■ **Directions for this task**:
Reproduce all records exactly.

■ **Records to process**:
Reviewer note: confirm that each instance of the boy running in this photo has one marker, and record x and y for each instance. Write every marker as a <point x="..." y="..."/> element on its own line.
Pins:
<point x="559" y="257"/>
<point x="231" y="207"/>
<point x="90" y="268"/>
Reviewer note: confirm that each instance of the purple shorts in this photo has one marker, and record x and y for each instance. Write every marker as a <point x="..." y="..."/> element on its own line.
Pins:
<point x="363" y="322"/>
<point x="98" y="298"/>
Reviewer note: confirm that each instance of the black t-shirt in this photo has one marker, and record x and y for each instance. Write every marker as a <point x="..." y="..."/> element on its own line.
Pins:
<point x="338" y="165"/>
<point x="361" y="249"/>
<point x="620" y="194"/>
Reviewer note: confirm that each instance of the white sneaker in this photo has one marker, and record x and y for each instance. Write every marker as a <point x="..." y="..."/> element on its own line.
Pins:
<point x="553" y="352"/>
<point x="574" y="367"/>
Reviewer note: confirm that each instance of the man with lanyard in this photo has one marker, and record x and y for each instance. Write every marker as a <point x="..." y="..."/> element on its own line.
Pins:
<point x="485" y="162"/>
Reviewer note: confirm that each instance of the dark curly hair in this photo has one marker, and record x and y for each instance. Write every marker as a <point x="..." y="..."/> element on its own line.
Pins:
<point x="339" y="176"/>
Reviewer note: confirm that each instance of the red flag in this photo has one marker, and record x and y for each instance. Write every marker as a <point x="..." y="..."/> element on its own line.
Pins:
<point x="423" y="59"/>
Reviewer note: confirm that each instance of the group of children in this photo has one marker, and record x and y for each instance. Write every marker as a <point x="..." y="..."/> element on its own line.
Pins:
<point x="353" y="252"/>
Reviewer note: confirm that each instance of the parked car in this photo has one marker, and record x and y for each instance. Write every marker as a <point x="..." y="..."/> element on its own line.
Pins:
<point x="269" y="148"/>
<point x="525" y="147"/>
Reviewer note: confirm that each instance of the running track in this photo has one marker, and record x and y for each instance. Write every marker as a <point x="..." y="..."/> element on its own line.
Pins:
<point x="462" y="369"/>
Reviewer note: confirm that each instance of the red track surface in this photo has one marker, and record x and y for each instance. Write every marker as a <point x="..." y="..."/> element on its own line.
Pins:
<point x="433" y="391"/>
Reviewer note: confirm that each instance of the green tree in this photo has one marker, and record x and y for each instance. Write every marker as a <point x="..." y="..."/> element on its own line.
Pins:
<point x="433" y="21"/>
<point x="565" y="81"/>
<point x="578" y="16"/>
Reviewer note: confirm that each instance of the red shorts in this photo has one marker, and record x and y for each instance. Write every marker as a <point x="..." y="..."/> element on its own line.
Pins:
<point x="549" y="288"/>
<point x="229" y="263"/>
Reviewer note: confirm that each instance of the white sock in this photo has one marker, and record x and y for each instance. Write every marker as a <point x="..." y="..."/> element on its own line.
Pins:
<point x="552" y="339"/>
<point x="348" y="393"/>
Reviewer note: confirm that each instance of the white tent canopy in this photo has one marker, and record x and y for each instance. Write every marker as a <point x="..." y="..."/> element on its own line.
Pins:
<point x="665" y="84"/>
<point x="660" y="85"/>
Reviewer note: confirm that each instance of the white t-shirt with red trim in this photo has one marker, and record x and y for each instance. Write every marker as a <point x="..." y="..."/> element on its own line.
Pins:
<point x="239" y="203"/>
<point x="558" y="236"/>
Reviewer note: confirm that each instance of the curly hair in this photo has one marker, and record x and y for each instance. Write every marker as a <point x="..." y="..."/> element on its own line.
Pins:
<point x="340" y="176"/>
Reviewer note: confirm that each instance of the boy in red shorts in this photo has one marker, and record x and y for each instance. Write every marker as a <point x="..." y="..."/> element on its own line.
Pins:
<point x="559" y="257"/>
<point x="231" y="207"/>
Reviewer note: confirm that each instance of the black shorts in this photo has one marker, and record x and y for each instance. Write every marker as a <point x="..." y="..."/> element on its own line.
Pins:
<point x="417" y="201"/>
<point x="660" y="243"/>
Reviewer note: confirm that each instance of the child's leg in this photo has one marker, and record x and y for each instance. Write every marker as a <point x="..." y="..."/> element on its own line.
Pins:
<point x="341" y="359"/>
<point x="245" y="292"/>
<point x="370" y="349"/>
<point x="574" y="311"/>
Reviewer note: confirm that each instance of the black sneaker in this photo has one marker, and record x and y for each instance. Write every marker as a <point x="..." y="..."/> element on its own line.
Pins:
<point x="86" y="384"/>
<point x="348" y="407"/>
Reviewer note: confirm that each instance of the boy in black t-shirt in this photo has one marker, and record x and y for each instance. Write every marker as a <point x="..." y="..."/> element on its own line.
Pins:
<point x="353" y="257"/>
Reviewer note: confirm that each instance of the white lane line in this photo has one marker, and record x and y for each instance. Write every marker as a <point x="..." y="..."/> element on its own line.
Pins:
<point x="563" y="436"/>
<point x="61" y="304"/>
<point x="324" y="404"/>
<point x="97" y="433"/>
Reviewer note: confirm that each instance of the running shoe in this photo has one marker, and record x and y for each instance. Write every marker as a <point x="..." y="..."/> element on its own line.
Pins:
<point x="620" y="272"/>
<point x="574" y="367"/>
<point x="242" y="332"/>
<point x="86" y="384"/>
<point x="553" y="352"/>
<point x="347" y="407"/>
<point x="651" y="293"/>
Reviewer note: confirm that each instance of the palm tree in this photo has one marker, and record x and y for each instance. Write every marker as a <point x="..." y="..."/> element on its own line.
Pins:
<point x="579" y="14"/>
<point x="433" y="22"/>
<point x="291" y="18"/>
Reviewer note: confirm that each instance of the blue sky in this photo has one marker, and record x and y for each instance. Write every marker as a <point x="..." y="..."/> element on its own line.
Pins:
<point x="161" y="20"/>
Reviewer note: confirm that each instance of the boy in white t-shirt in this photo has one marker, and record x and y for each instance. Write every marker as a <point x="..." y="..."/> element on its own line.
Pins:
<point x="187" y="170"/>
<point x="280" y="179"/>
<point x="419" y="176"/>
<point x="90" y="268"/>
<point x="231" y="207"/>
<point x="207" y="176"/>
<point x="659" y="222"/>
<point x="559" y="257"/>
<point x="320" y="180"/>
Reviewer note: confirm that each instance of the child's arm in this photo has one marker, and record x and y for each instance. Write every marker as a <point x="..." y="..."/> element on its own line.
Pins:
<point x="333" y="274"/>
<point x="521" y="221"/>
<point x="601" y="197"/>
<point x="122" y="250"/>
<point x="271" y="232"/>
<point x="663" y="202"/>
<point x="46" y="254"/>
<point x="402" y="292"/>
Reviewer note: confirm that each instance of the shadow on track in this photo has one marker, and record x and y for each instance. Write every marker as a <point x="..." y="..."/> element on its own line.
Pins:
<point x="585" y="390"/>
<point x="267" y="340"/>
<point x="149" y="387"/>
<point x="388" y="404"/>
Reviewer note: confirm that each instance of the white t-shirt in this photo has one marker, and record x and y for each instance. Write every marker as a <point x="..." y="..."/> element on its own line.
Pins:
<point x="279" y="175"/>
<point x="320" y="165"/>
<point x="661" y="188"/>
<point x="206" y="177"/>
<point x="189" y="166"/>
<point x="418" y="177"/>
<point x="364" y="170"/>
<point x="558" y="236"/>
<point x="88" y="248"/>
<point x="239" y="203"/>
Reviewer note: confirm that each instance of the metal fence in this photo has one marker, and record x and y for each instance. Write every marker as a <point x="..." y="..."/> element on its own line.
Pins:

■ **Answer to the exercise**:
Reviewer note: confirm that each instance of the boy running in this photo has one marker, and record x and y for each instance. Write every marker as a <point x="..." y="..."/> element on its own line.
Pins:
<point x="559" y="257"/>
<point x="231" y="207"/>
<point x="90" y="268"/>
Reviewer note: confirm that each instance of the purple shorts in this photo has one marker, and record x and y for each instance. Write every marker as a <point x="..." y="..."/> element on its own line.
Pins:
<point x="363" y="322"/>
<point x="98" y="298"/>
Reviewer note: confirm that each instance of the black t-shirt in this photo has one marker, and record x and y for each instance. Write every marker as a <point x="..." y="..."/> element on its own line.
Pins:
<point x="338" y="165"/>
<point x="361" y="249"/>
<point x="620" y="194"/>
Reviewer note: confirm that each instance of the white sneaker in this photo has one marker, and record x and y for each instance. Write every marker as a <point x="..." y="..."/> element on its own line.
Pins:
<point x="553" y="352"/>
<point x="574" y="367"/>
Reviewer note: confirm that each instance of the man with lanyard in this photo has one marker, and record x and y for each instance. Write every marker as a <point x="..." y="..."/> element on its own line.
Pins:
<point x="485" y="162"/>
Reviewer note: confirm that each instance of the dark curly hair in this photo has one marker, and record x and y for each instance. Write every marker as a <point x="..." y="..."/> element on its own line.
Pins:
<point x="339" y="176"/>
Reviewer note: confirm that each instance of the red flag in this photo has one marker, and record x and y for each instance. Write every marker as a <point x="..." y="..."/> element on its own line.
Pins:
<point x="423" y="59"/>
Reviewer note: confirm that each instance of the group of children in this photo has one marker, and record x and y for each instance. Write every marker as a <point x="..." y="..."/> element on its own line.
Pins:
<point x="353" y="252"/>
Reviewer note: confirm that each instance of the parked car in this photo has one marker, and record x and y for each instance. Write every marker as a <point x="..." y="..."/> element on its own line.
Pins:
<point x="269" y="148"/>
<point x="525" y="147"/>
Reviewer note: confirm that each instance of the running track in this photo has one marker, and record x and y for each instance. Write every marker as a <point x="..." y="..."/> element on its own line.
Pins:
<point x="462" y="369"/>
Reviewer note: confirm that each instance of the red track surface in this photo has one marker, and record x and y for each instance. Write every marker as a <point x="..." y="..."/> element on its own line.
Pins:
<point x="433" y="391"/>
Reviewer note: confirm that each instance of the green tree in this photo has one marker, and record x and y for each instance. Write every marker as a <point x="..." y="..."/> element on its own line.
Pins:
<point x="433" y="21"/>
<point x="565" y="81"/>
<point x="578" y="16"/>
Reviewer note: confirm that each instance of the red shorts in this photo has one marker, and record x and y for each instance. Write every marker as a <point x="..." y="..."/> element on its own line.
Pins:
<point x="549" y="288"/>
<point x="229" y="263"/>
Reviewer note: confirm that each instance of the white sock in this photo has one marker, and record x and y for each instance. Write every marker as a <point x="..." y="..."/> element on its own line.
Pins:
<point x="552" y="339"/>
<point x="348" y="393"/>
Reviewer note: confirm that each instance of the white tent canopy in this photo has one marker, and record x and y for each instance. Write every marker as a <point x="..." y="..."/> element on its own line.
Pins:
<point x="665" y="84"/>
<point x="660" y="85"/>
Reviewer note: confirm that each instance of the white t-shirt with red trim in this photo has one marker, and record x and y for each instance. Write every marker as a <point x="..." y="..."/> element on its own line.
Pins:
<point x="239" y="203"/>
<point x="558" y="236"/>
Reviewer note: confirm that each instance of the curly hair in this photo has one marker, and record x and y for each instance. Write every marker as a <point x="..." y="..."/> element on its own line.
Pins:
<point x="340" y="176"/>
Reviewer note: confirm that each instance of the boy in red shorts in this photo has one marker, and record x and y for each instance. Write every marker as a <point x="..." y="..."/> element on its own line.
Pins:
<point x="559" y="257"/>
<point x="231" y="207"/>
Reviewer note: confirm that each instance of the black shorts in this photo has one marker, and record x and y for each instance. Write every marker as a <point x="..." y="..."/> element on its own line.
Pins:
<point x="417" y="201"/>
<point x="660" y="243"/>
Reviewer note: confirm that each instance of the child's leg in this photo has one marker, and record x and y for each instance. Write every marker as a <point x="..." y="..."/> element on its own line.
Pins:
<point x="341" y="359"/>
<point x="245" y="292"/>
<point x="370" y="349"/>
<point x="574" y="311"/>
Reviewer note: confirm that each instance of the black sneaker in this photo has one marker, and record x and y for each instance. Write every marker as a <point x="..." y="..."/> element on its own line.
Pins:
<point x="86" y="384"/>
<point x="348" y="407"/>
Reviewer note: confirm that each instance of the boy in black t-shirt in this photo has one marker, and record x and y for each instance. Write every marker as a <point x="..." y="..."/> element on its own line.
Pins:
<point x="353" y="257"/>
Reviewer note: confirm that each instance of the white lane line in this photo has one marker, and record x and y for each instance. Write every marker as a <point x="..." y="..."/> element on its own line.
Pins:
<point x="563" y="436"/>
<point x="61" y="304"/>
<point x="324" y="404"/>
<point x="97" y="433"/>
Reviewer note: confirm that each instance of the running shoe in this photo has one marker, and record x and y for each instance. Write every marker as a <point x="..." y="..."/> element on its own line.
Pins:
<point x="620" y="272"/>
<point x="574" y="367"/>
<point x="242" y="332"/>
<point x="86" y="384"/>
<point x="553" y="352"/>
<point x="347" y="407"/>
<point x="651" y="293"/>
Reviewer note: confirm that each instance of the palm tree in this photo has one marker, and record x and y for each instance. Write every marker as a <point x="..." y="..."/> element on its own line.
Pins:
<point x="579" y="14"/>
<point x="433" y="22"/>
<point x="291" y="18"/>
Reviewer note: confirm that each instance of the blue sky in this photo has one marker, and record x and y for each instance. Write every marker as a <point x="..." y="..."/> element on its own line.
Pins:
<point x="161" y="20"/>
Reviewer note: confirm that each instance of the boy in white t-shirt in this photo has one marker, and record x and y for each instance. Write every marker as a <point x="..." y="..."/> element on its own line.
Pins:
<point x="187" y="170"/>
<point x="280" y="179"/>
<point x="419" y="176"/>
<point x="90" y="268"/>
<point x="231" y="207"/>
<point x="207" y="176"/>
<point x="659" y="222"/>
<point x="559" y="257"/>
<point x="320" y="180"/>
Reviewer note: confirm that each instance of the child's arm in this photo has one marker, and record x and y for each instance. Write every marker as a <point x="..." y="..."/> element on its own line.
Pins:
<point x="333" y="274"/>
<point x="521" y="221"/>
<point x="601" y="197"/>
<point x="122" y="250"/>
<point x="271" y="232"/>
<point x="663" y="202"/>
<point x="46" y="254"/>
<point x="402" y="292"/>
Reviewer note: confirm that each instance of the shadow on track in this photo has one marker, and record x and y for each instance. Write every marker as a <point x="..." y="..."/> element on its own line.
Pins:
<point x="585" y="390"/>
<point x="267" y="340"/>
<point x="149" y="387"/>
<point x="388" y="404"/>
Reviewer note: confirm that each instance of the white t-shirt in this photo has one marker, and record x and y for each instance. Write every marker as a <point x="..." y="..."/> element on its own line.
Pins:
<point x="279" y="175"/>
<point x="320" y="165"/>
<point x="661" y="188"/>
<point x="206" y="177"/>
<point x="189" y="166"/>
<point x="418" y="177"/>
<point x="364" y="170"/>
<point x="558" y="236"/>
<point x="88" y="248"/>
<point x="239" y="203"/>
Reviewer note: confirm that each instance of the metal fence in this photo has one marker, and record x and y for each instance. Write every marker as a <point x="..." y="..."/> element on its own line.
Pins:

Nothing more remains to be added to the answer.